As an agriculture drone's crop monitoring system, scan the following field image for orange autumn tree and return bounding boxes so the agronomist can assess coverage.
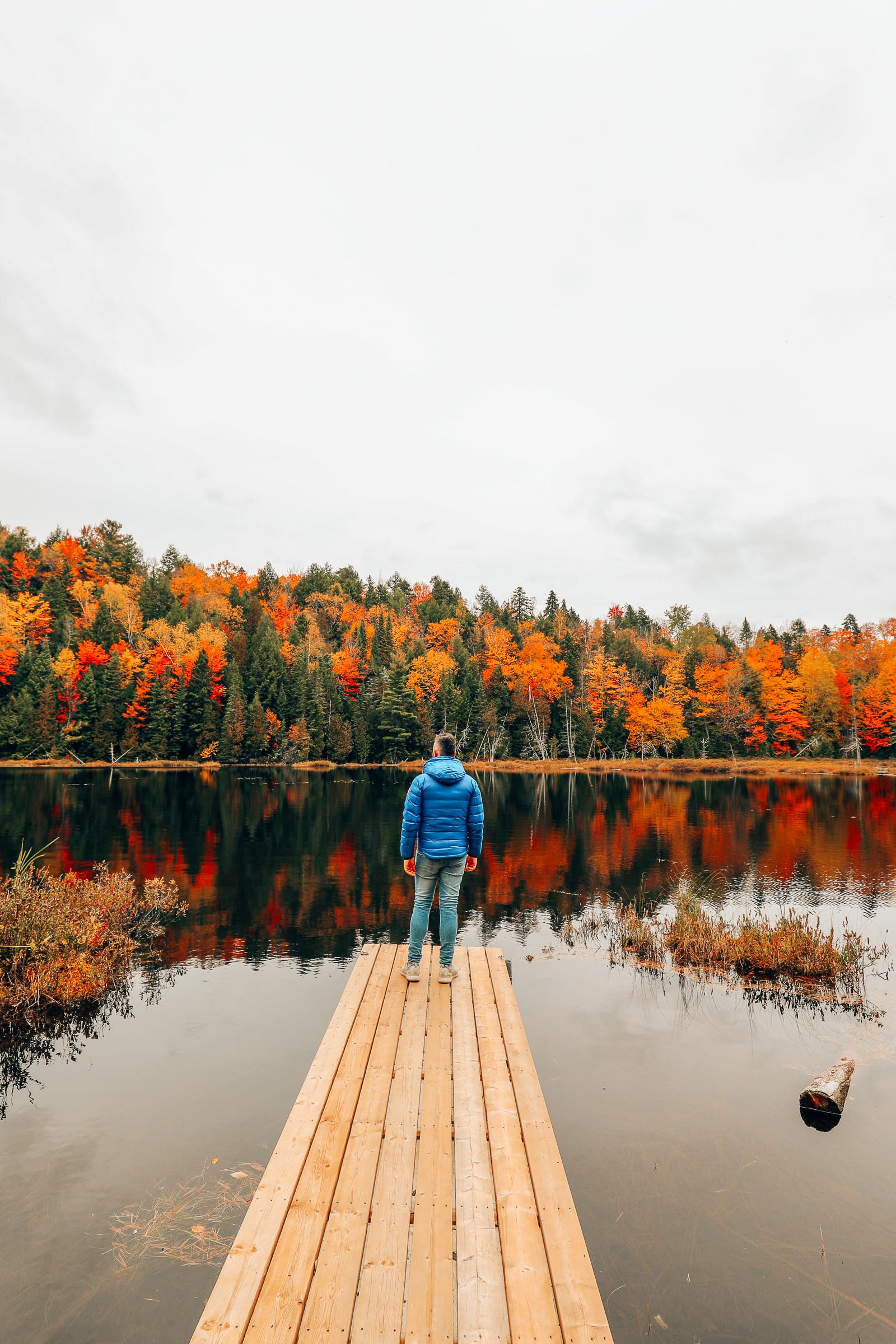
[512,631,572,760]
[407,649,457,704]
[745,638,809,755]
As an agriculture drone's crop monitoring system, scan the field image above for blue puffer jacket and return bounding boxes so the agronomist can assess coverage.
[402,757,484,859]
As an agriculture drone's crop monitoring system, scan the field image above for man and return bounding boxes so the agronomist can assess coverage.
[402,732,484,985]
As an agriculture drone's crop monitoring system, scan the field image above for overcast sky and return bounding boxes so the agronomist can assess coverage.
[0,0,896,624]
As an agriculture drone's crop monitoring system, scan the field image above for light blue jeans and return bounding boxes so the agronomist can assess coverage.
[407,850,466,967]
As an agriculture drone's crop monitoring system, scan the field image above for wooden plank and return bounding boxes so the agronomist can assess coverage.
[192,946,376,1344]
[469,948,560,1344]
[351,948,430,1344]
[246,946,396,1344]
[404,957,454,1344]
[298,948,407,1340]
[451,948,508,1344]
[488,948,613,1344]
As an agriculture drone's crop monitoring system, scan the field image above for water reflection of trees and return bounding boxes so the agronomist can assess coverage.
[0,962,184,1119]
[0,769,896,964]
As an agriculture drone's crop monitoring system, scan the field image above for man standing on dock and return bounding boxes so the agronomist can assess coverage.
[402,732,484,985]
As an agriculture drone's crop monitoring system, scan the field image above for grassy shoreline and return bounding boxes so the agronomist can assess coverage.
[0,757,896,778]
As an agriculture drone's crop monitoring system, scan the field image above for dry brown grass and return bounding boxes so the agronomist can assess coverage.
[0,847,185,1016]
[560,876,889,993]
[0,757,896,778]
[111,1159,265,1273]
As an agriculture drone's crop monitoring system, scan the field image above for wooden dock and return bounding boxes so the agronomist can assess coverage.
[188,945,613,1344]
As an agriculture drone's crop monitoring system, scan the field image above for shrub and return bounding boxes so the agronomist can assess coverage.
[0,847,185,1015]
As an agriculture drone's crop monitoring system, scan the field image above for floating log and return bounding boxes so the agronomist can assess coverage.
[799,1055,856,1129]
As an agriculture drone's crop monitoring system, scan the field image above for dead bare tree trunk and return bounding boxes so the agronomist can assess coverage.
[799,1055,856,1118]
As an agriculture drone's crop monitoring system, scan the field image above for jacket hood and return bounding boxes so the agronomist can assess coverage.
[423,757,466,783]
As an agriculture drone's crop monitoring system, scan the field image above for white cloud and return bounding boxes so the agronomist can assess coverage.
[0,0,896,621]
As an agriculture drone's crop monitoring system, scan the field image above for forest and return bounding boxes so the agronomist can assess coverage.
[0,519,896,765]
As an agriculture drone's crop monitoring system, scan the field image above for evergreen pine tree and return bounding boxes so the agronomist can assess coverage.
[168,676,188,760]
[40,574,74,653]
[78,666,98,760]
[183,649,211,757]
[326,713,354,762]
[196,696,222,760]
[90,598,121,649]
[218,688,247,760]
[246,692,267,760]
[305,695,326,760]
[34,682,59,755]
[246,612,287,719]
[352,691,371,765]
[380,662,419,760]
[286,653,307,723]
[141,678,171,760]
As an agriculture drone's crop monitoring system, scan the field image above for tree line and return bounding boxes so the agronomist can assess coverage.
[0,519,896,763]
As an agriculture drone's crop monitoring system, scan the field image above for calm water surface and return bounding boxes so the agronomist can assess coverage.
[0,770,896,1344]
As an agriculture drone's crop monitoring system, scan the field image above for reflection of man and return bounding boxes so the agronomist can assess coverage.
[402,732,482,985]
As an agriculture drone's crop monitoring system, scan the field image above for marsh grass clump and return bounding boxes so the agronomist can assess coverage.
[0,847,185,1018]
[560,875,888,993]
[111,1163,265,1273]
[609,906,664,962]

## Your goal:
Copy the entire listing above word for word, from the first line to the last, and leave out any pictures.

## Expected answer:
As an agriculture drone's crop monitoring system, scan the following field image for orange autumn tree and return bounding boxes so the agronomist can assess coverage.
[512,631,572,760]
[407,649,457,704]
[745,638,809,755]
As an agriculture drone's crop monitoring system, scan the field image above for blue puffer jacket and return bounding boxes so the agronomist can assess coverage.
[402,757,484,859]
As an agriculture drone's crop monitoring system, scan the field image above for man and return bounding boxes so the agronomist can assess coverage.
[402,732,484,985]
As an agriculture drone's crop monitoring system, scan the field image above for overcast sky and return bounding boxes so the agronomist can assess coverage.
[0,0,896,624]
As an agriculture drone's crop monitoring system, scan the field image above for light blue jeans and return bounding boxes so the agronomist can assess coverage.
[407,850,466,967]
As an agriculture drone's crop monitoring system, scan the field image above for wooden plank and return bounding boxes so the agronomist can assess coverage.
[192,946,376,1344]
[469,948,560,1344]
[351,948,430,1344]
[246,946,396,1344]
[404,957,454,1344]
[298,948,407,1340]
[451,948,508,1344]
[488,948,613,1344]
As an agriculture drone's crop monitoring system, scan the field image above for water reflection of trees and return bounding boxes so the agronomist can assess coverage.
[0,962,184,1119]
[0,769,896,964]
As an agriculture drone's crop monitoring system, scan the field image above for man standing on dock and return bounding boxes so the agronomist can assess coverage.
[402,732,484,985]
As an agriculture drone's crop monitoring system, scan the field image above for grassy shoreline and return bounding boxes so the agronomist can assess coverage.
[0,757,896,778]
As an agriculture drone's crop monitoring system, scan the field image above for dry brown grass and return bounding boxes so the agronomist can assess coverage.
[0,847,185,1016]
[560,876,889,993]
[0,757,896,778]
[111,1159,265,1273]
As an agriculture drone's crop monitoring system, scan the field image above for wooden dock and return bounding boxes so the agronomist can assess coverage.
[188,945,613,1344]
As an agriculture drone's crop monitoring system, scan the field image above for shrub and return bounding boxes so the agronomist can assess coverage.
[0,847,185,1015]
As an agriculture drone's crop monitoring system, scan the field image above for floating log and return bounding boxes so the agronomist can assess coverage.
[799,1055,856,1129]
As an agriculture drone's crop monitoring system, scan the field image above for dead bare tree trunk and return bounding boxes so the agronomist can assess coverage.
[799,1055,856,1118]
As an agriculture drone's crop monitoring system, scan the field image above for jacket hood and return bounding boxes so the agronomist can assess coverage.
[423,757,466,783]
As an agriculture drone's crop monitoring system, scan the field image above for white cloud and return bounding boxes so the agronomist can assess coverage.
[0,0,896,621]
As an agriculture drone's crop monitoring system, scan the field image above for forest and return bounding boxes so the agronomist can assess coverage.
[0,519,896,765]
As an agriculture drone's crop monitoring system, scan the field image above for evergreen pine tree and return bounding boxes so the agronomist can assess coverage.
[168,676,188,760]
[40,574,74,653]
[78,666,98,760]
[183,649,211,757]
[326,713,354,762]
[196,696,222,760]
[90,598,121,649]
[218,688,247,760]
[246,692,267,760]
[305,695,326,760]
[34,682,59,755]
[246,612,287,719]
[352,691,371,765]
[380,662,419,760]
[286,653,307,723]
[141,678,171,760]
As an agriculture drone's crop monitoring system, scan the field image above for tree line and return bounding boxes so the agronomist can assess coverage.
[0,519,896,763]
As an agriculture drone's crop monitoring system, scan the field image above for calm water surface and return bounding boxes so the agronomist can assess coverage.
[0,770,896,1344]
As an agriculture drone's crop monitoring system, scan the field image above for reflection of man and return bounding boxes so the agronomist can assess coverage.
[402,732,482,985]
As an agriculture drone's crop monitoring system, scan the field image above for marsh grass clump and return bounding boxes so the agronomist can assess coverage.
[0,847,185,1018]
[560,875,888,993]
[111,1163,265,1273]
[609,906,664,962]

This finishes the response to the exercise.